___ STORED ROWS ___
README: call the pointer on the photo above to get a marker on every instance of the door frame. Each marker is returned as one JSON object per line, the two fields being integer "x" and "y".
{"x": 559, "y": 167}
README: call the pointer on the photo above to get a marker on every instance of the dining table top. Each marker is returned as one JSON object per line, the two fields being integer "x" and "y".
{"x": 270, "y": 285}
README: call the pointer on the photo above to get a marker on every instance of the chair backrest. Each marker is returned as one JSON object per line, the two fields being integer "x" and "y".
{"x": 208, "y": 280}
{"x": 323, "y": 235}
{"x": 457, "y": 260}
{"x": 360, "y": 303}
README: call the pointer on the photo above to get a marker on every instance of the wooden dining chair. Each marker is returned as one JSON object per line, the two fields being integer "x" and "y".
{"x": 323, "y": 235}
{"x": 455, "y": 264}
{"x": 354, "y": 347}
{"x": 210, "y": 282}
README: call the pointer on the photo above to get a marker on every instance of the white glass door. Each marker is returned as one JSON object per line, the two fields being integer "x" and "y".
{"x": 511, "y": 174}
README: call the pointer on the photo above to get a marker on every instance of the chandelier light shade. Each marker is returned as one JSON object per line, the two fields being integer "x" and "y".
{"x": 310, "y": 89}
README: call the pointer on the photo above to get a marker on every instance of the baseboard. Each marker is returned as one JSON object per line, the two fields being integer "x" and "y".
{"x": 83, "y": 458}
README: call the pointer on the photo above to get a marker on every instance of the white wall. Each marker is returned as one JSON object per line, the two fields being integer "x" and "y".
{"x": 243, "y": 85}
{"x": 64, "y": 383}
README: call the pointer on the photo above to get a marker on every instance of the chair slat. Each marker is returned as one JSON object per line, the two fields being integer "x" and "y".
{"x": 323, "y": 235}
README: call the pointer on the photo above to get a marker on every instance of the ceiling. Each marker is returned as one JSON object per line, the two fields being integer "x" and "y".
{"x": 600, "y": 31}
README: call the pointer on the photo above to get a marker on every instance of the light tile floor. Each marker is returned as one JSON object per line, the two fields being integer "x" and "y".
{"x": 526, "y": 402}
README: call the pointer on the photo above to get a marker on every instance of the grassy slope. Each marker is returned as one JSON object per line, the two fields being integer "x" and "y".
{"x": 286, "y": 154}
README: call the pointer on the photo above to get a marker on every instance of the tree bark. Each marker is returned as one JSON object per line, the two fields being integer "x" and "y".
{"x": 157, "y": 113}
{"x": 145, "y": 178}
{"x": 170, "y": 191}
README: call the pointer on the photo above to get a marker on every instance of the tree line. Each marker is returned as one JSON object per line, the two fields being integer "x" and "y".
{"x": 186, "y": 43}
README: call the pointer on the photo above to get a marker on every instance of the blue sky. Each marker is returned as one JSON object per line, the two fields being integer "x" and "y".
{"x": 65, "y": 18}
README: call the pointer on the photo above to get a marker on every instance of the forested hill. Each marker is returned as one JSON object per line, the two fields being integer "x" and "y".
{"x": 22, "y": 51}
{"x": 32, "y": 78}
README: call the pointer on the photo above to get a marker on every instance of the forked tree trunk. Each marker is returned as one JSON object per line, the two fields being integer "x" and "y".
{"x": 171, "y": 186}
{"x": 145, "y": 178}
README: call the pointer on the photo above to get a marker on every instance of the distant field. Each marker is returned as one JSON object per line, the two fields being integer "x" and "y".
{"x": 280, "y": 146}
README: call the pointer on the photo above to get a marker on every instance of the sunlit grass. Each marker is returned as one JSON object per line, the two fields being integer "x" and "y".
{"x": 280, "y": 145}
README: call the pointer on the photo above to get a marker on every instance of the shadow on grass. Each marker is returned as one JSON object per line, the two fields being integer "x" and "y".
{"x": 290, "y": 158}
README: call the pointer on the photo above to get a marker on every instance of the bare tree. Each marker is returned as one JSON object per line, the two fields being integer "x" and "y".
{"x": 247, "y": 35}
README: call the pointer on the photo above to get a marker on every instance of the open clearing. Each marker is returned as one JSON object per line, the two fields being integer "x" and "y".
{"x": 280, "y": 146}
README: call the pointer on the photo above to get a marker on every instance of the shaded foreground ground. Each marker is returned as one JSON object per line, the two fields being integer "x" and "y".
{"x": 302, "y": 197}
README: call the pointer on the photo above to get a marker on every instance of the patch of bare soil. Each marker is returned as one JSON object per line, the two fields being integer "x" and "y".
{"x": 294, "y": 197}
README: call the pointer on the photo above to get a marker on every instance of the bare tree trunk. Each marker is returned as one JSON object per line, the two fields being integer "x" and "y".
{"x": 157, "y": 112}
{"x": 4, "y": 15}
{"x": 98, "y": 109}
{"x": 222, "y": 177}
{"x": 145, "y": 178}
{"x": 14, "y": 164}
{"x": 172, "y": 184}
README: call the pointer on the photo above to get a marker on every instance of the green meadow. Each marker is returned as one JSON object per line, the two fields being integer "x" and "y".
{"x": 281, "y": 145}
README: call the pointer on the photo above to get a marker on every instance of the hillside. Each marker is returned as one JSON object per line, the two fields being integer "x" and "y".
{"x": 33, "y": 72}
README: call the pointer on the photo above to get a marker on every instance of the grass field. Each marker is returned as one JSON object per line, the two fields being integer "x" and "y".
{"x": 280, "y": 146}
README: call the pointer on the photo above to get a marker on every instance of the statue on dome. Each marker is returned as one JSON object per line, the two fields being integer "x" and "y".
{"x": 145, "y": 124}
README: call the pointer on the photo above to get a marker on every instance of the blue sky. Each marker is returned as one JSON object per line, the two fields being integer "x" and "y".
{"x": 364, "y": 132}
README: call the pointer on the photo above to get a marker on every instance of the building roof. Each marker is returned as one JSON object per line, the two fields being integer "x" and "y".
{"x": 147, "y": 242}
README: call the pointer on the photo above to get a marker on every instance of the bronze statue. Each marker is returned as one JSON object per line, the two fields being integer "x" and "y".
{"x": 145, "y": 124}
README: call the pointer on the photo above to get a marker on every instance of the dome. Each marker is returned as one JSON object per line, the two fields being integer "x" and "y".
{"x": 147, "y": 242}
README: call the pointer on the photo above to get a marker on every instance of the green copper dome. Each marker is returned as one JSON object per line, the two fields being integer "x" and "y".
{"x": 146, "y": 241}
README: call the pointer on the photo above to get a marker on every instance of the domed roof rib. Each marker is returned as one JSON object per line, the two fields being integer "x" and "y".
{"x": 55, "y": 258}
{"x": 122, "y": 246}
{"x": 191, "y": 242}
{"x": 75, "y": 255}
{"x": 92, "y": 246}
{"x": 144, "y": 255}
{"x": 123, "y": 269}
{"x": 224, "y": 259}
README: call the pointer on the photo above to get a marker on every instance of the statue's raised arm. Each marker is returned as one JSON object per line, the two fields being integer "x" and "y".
___
THE PROBLEM:
Please output the entries above, every line exactly as it reads.

SOLUTION TO THIS EXERCISE:
README: call the pointer on the photo above to get a marker on every instance of the door frame. Each marker is returned as one JSON object per line, the two fields being integer "x" and "y".
{"x": 559, "y": 167}
README: call the pointer on the photo above to get a marker on every instance of the dining table top. Each marker is returned as one JSON object per line, the two fields being integer "x" and "y".
{"x": 270, "y": 285}
README: call the pointer on the photo above to get a marker on every instance of the chair backrest. Each marker is returned as one JSON object per line, the two fields being integer "x" and "y".
{"x": 208, "y": 280}
{"x": 323, "y": 235}
{"x": 457, "y": 260}
{"x": 360, "y": 303}
README: call the pointer on the photo above to get a marker on every instance of the wooden dining chair. Each marker is returned as one JSON object per line, the two fields being integer "x" and "y".
{"x": 323, "y": 235}
{"x": 455, "y": 264}
{"x": 354, "y": 347}
{"x": 210, "y": 282}
README: call the pointer on the photo above to get a marker on every instance of the white glass door. Each marker is returned as one JSON object per line, the two fields being integer "x" and "y".
{"x": 511, "y": 174}
README: call the pointer on the photo above to get a marker on every instance of the chandelier light shade. Each marker is returned as one JSON object per line, the two fields being integer "x" and "y".
{"x": 310, "y": 89}
README: call the pointer on the photo above to get a marker on every instance of the baseboard. Each marker is returned as one JSON object per line, the two fields being integer "x" and "y".
{"x": 83, "y": 458}
README: call the pointer on the photo above to get a marker on every instance of the white wall. Each marker is returned as one JSON object per line, the two fields being integer "x" and "y".
{"x": 243, "y": 85}
{"x": 64, "y": 383}
README: call the pointer on the photo above to get a marker on every instance of the chair slat. Each marker is returned as one JSON object per line, the two fields being integer "x" and "y".
{"x": 323, "y": 235}
README: call the pointer on the photo above to get a marker on every instance of the ceiling. Each marker is returned as one JSON object per line, the two fields being integer "x" and "y".
{"x": 600, "y": 31}
README: call the pointer on the photo above to get a marker on every instance of the light tile floor. Each marker is returned as one JSON object per line, the two fields being integer "x" and "y".
{"x": 526, "y": 402}
README: call the pointer on the photo above to get a marker on every instance of the grassy slope. Each marker is returned as one JSON object per line, the two fields being integer "x" and "y".
{"x": 286, "y": 154}
README: call the pointer on the photo above to get a marker on every instance of the tree bark. Each marker is returned as one JSON object per line, the two fields being integer "x" and "y".
{"x": 157, "y": 113}
{"x": 145, "y": 178}
{"x": 170, "y": 191}
README: call the pointer on the photo above to get a marker on every instance of the tree line. Each marker is returned as one JSON object per line, the two fields being integer "x" and "y".
{"x": 186, "y": 43}
README: call the pointer on the photo above to get a marker on every instance of the blue sky. Each marker is returned as one JSON object per line, the two fields being integer "x" and "y".
{"x": 65, "y": 18}
README: call the pointer on the photo above to get a marker on every instance of the forested hill. Each marker is returned as one JSON object per line, the two fields being integer "x" and "y".
{"x": 22, "y": 51}
{"x": 32, "y": 78}
README: call the pointer on the photo above to get a marker on every instance of the forked tree trunk. Each marker is returned as one JSON object per line, the two fields being integer "x" and "y".
{"x": 171, "y": 186}
{"x": 145, "y": 178}
README: call the pointer on the photo above to get a marker on every instance of the distant field. Each marker is returned as one JSON object per line, the two fields being integer "x" and "y".
{"x": 280, "y": 146}
README: call the pointer on the photo above to get a marker on every instance of the sunlit grass. Each marker is returned as one JSON object per line, the two fields being integer "x" and "y".
{"x": 280, "y": 145}
README: call the pointer on the photo above to get a marker on every instance of the shadow on grass. Each marker is returned as one JSON object per line, the two fields being integer "x" and "y".
{"x": 290, "y": 158}
README: call the pointer on the photo above to get a marker on every instance of the bare tree. Each marker is returned as one JSON object per line, the two fields being integer "x" and "y".
{"x": 247, "y": 35}
README: call the pointer on the photo above to get a marker on every instance of the open clearing. Each marker is returned as one JSON object per line, the two fields being integer "x" and "y".
{"x": 280, "y": 146}
README: call the pointer on the photo above to get a marker on every instance of the shaded foreground ground. Each marker is returned as one JSON object per line, the two fields being integer "x" and "y".
{"x": 302, "y": 197}
README: call the pointer on the photo above to get a marker on every instance of the patch of bare soil. Each marker is returned as one JSON object per line, the two fields being integer "x" and "y".
{"x": 294, "y": 197}
README: call the pointer on the photo above to get a marker on every instance of the bare tree trunk. Each marker is returned as one JSON object per line, the two fields being integer "x" and "y".
{"x": 157, "y": 112}
{"x": 4, "y": 15}
{"x": 98, "y": 109}
{"x": 222, "y": 177}
{"x": 145, "y": 178}
{"x": 14, "y": 164}
{"x": 172, "y": 184}
README: call the pointer on the photo above to get a marker on every instance of the green meadow. Each marker is returned as one JSON object per line, the two fields being integer "x" and "y".
{"x": 281, "y": 145}
README: call the pointer on the photo above to get a marker on every instance of the hillside. Each marker is returned as one JSON object per line, the two fields being integer "x" and "y".
{"x": 33, "y": 72}
README: call the pointer on the photo above to get a marker on every instance of the grass field. Each marker is returned as one JSON object per line, the two fields being integer "x" and "y".
{"x": 280, "y": 146}
README: call the pointer on the photo above to get a marker on every instance of the statue on dome. Each marker is returned as one JSON object per line, the two fields being integer "x" and "y".
{"x": 145, "y": 124}
README: call the pointer on the photo above to get a marker on every instance of the blue sky. Each marker is returned as one JSON object per line, the two fields being integer "x" and "y".
{"x": 364, "y": 132}
README: call the pointer on the photo above to get a marker on every instance of the building roof. Each marker is returned as one JSON object per line, the two fields being integer "x" and "y".
{"x": 147, "y": 242}
README: call the pointer on the photo above to get a marker on every instance of the bronze statue. Each marker is returned as one JSON object per line, the two fields being integer "x" and "y".
{"x": 145, "y": 124}
README: call the pointer on the photo above to get a marker on every instance of the dome. Each marker is returned as one JSON object per line, the two fields being integer "x" and "y".
{"x": 147, "y": 242}
README: call the pointer on the photo above to get a marker on every instance of the green copper dome. Each marker is returned as one JSON object per line, the two fields being integer "x" and "y".
{"x": 146, "y": 241}
README: call the pointer on the photo above to get a marker on every instance of the domed roof rib. Each marker is returned as one JSON object per line, the two fields being integer "x" and "y".
{"x": 55, "y": 258}
{"x": 122, "y": 246}
{"x": 191, "y": 242}
{"x": 75, "y": 255}
{"x": 92, "y": 246}
{"x": 144, "y": 255}
{"x": 123, "y": 269}
{"x": 224, "y": 259}
README: call the pointer on the photo above to get a marker on every instance of the statue's raised arm. Each marker is returned as one JSON object per line, the two fields being integer "x" and "y".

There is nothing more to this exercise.